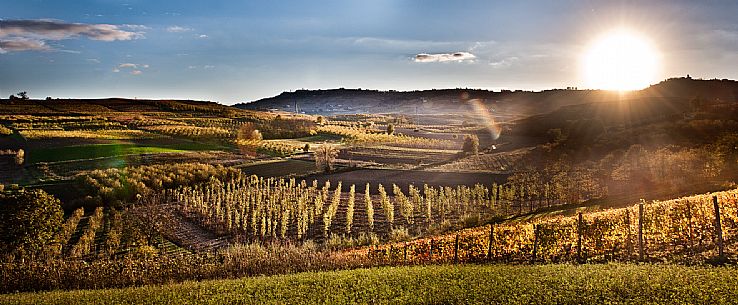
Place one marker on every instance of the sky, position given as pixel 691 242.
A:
pixel 238 51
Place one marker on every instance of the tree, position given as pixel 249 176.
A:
pixel 471 144
pixel 369 208
pixel 29 220
pixel 20 157
pixel 325 155
pixel 350 209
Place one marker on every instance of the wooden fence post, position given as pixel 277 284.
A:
pixel 628 243
pixel 456 249
pixel 718 228
pixel 430 251
pixel 392 249
pixel 405 252
pixel 535 242
pixel 491 240
pixel 640 230
pixel 579 238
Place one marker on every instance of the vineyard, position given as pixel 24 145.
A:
pixel 261 209
pixel 364 135
pixel 680 230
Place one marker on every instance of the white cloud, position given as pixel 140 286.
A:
pixel 132 66
pixel 31 35
pixel 505 62
pixel 445 57
pixel 135 69
pixel 178 29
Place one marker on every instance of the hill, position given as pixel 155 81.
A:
pixel 350 101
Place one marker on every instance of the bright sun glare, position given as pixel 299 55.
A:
pixel 620 60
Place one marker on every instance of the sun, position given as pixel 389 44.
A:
pixel 620 60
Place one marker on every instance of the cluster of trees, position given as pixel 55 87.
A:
pixel 18 155
pixel 189 131
pixel 281 128
pixel 29 223
pixel 127 184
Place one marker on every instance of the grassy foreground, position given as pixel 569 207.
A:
pixel 468 284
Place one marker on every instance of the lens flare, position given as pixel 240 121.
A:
pixel 486 117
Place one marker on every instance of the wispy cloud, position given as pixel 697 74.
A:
pixel 445 57
pixel 178 29
pixel 31 35
pixel 46 29
pixel 22 44
pixel 505 62
pixel 135 69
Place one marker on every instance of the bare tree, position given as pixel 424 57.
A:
pixel 471 144
pixel 325 155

▶ WHAT YOU SHOULD DO: From the line with "Place one marker on every instance of the cluster" through the final line of the records, return each line exactly. Leave out the rest.

▶ PROBLEM SOLUTION:
Place one marker on every instance of the cluster of trees, position given as pixel 55 87.
A:
pixel 18 155
pixel 189 131
pixel 281 128
pixel 29 223
pixel 127 184
Place one marker on every instance of the grassy foreground, position given as pixel 569 207.
A:
pixel 468 284
Place one marker on every instance of the lens flare, position given as pixel 240 121.
A:
pixel 486 117
Place one marker on every instance of the wispy cloud, position given as pixel 697 74.
A:
pixel 445 57
pixel 178 29
pixel 31 35
pixel 46 29
pixel 22 44
pixel 505 62
pixel 135 69
Place one marker on every instance of the bare tree, position given as pixel 424 57.
A:
pixel 471 144
pixel 325 155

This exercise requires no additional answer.